__Records provided__:
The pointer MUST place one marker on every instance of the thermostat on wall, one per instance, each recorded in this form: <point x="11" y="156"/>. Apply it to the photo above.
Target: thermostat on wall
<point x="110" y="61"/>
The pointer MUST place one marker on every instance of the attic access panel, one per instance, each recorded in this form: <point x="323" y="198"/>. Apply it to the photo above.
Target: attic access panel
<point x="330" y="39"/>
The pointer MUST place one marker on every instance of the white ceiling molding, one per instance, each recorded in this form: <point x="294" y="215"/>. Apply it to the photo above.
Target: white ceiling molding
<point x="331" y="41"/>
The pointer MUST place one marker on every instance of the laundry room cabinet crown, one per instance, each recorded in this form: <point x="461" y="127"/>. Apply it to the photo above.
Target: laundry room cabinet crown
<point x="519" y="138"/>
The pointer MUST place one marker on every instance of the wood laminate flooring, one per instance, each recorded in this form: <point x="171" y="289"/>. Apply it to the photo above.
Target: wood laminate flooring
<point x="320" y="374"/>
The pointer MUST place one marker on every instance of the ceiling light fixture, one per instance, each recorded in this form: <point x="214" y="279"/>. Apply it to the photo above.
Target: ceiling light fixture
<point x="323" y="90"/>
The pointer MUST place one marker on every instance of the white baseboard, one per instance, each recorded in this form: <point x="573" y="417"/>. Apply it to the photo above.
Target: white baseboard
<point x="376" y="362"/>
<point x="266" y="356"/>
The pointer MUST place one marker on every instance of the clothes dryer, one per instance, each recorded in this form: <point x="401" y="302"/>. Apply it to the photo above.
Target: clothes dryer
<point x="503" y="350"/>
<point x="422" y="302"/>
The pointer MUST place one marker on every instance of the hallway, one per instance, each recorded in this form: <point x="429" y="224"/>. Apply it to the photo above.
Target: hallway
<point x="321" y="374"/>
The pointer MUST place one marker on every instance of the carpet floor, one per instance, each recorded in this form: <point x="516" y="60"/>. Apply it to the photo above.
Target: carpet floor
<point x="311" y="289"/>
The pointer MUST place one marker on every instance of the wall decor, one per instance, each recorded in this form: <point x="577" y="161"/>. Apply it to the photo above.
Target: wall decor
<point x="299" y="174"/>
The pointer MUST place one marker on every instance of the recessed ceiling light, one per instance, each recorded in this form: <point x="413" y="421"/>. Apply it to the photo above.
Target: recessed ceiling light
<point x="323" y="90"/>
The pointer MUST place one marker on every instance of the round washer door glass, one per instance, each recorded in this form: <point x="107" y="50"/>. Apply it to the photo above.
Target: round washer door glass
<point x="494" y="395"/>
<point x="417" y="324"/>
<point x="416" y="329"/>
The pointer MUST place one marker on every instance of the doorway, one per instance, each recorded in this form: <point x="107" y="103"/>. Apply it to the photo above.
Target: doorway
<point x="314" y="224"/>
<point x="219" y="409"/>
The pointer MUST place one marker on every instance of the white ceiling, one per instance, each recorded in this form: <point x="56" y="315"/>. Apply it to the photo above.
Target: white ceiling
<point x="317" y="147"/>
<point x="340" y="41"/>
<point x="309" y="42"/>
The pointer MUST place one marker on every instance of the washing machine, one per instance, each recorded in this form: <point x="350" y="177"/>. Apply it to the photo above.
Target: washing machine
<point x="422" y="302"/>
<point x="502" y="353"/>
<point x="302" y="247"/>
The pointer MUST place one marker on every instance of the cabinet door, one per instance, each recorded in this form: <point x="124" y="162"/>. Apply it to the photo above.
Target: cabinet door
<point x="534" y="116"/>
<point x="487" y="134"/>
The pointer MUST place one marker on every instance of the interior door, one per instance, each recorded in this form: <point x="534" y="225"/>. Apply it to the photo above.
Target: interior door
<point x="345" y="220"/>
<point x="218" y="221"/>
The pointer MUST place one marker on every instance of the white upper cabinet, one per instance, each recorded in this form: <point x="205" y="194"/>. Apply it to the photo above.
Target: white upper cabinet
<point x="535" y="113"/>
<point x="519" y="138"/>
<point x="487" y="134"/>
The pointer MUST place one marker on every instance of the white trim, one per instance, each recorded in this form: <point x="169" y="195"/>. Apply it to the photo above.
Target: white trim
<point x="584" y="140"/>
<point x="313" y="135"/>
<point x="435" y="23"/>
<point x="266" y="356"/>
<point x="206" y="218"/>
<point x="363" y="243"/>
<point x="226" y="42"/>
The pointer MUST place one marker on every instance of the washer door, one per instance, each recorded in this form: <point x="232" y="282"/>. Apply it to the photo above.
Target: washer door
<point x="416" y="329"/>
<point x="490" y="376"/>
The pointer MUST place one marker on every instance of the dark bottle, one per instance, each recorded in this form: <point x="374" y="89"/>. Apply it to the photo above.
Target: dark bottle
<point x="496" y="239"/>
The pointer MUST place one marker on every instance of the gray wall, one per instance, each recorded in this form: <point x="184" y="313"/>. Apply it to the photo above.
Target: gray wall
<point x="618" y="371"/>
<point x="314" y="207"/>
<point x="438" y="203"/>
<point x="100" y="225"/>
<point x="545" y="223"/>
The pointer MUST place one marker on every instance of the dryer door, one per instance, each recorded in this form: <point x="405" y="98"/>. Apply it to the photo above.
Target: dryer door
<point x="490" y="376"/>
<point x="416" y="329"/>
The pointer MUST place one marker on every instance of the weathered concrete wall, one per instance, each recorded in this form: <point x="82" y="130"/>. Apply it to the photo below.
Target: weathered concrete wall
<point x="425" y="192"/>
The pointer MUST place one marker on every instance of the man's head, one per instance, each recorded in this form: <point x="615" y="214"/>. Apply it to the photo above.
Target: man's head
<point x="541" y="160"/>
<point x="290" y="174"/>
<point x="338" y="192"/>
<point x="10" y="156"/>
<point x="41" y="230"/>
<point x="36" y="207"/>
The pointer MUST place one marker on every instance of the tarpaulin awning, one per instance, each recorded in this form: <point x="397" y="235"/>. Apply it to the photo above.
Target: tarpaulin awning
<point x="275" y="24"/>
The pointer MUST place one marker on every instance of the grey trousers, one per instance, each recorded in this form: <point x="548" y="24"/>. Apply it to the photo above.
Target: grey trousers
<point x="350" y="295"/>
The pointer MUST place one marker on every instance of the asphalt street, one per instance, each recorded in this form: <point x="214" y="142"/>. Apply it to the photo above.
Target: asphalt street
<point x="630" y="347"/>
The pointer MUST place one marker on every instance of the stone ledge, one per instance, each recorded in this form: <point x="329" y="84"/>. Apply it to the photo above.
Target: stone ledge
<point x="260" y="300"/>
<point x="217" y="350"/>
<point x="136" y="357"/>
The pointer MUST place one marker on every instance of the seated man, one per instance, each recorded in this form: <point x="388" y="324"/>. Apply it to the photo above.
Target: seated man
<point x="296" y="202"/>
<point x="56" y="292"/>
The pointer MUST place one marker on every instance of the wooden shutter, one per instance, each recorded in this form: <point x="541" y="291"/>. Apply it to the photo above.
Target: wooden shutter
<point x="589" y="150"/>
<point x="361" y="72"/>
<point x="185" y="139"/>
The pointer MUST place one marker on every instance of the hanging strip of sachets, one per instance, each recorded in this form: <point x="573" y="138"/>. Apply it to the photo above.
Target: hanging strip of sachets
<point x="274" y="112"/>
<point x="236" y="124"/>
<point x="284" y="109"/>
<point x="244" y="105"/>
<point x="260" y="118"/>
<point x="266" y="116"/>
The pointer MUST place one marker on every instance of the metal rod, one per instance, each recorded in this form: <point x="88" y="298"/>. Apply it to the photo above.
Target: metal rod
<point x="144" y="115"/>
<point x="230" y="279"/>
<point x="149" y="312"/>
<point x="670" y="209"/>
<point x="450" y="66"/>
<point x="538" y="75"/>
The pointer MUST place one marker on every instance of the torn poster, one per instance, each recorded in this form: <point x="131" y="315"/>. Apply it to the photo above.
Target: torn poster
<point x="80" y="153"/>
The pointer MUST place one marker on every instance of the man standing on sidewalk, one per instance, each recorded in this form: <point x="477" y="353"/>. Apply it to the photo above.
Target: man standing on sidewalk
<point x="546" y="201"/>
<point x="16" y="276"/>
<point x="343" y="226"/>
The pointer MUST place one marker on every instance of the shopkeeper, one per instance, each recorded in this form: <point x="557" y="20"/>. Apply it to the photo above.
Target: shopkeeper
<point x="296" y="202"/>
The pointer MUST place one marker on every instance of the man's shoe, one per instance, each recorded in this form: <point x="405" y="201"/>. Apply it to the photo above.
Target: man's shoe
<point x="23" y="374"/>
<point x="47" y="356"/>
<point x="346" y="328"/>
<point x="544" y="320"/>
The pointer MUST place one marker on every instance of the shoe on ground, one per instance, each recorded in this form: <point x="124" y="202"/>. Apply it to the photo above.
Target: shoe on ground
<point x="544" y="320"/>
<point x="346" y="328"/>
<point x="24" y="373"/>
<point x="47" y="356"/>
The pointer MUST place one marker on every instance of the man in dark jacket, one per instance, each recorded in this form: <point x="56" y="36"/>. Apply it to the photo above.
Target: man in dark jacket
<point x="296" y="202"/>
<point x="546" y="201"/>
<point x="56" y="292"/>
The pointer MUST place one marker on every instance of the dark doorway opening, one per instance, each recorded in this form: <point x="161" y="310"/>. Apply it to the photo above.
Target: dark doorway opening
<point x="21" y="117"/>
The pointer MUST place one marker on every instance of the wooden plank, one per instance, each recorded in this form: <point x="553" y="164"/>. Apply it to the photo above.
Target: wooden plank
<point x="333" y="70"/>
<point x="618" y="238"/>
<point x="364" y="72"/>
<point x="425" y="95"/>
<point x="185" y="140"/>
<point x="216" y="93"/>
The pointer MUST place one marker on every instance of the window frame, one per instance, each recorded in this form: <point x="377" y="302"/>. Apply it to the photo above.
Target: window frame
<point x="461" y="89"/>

__What you have to do__:
Working from the material above, restate word for word the lines between the line with "of the tarpaulin" and the line with "of the grey", both included, and only those.

__Written solution__:
The pointer MUST place one marker on every instance of the tarpaulin awning, one per instance, each recorded in this form: <point x="397" y="235"/>. Apply it to the photo above.
Target: tarpaulin awning
<point x="275" y="24"/>
The pointer MUST place one marker on every instance of the grey trousers, one per instance, each recorded in this form: <point x="548" y="24"/>. Apply it to the photo above.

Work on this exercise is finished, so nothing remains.